**To do:** Put the lines from the one containing "column 4, row 73." up to and including the one containing "column 192, row 81" into a numbered list, leaving out any blank lines.

**Data provided:**
# # # # #
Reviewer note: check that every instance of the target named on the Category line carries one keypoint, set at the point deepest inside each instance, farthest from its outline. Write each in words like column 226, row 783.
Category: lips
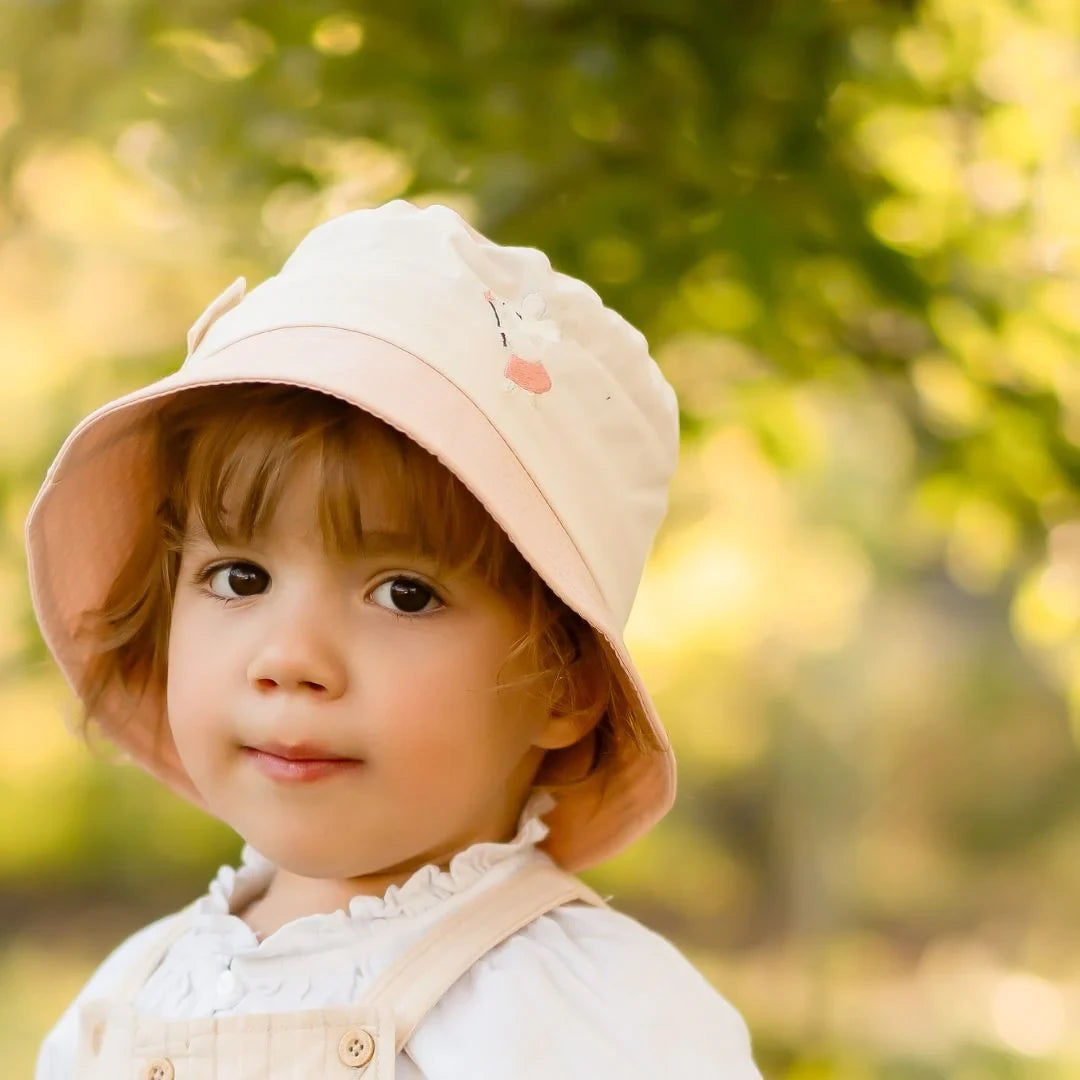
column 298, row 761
# # # # #
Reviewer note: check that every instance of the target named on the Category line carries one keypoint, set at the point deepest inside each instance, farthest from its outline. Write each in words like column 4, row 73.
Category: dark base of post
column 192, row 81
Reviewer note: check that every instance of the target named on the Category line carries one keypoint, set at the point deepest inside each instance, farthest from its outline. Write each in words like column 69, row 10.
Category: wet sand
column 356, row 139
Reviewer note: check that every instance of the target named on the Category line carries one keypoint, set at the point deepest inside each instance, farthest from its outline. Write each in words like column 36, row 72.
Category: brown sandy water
# # # # #
**Answer to this problem:**
1. Reviewer note: check that every instance of the target named on the Category line carries one keypoint, set at the point deepest inside each instance, farthest from its outline. Write each in words like column 4, row 73.
2. Category: dark base of post
3. column 192, row 81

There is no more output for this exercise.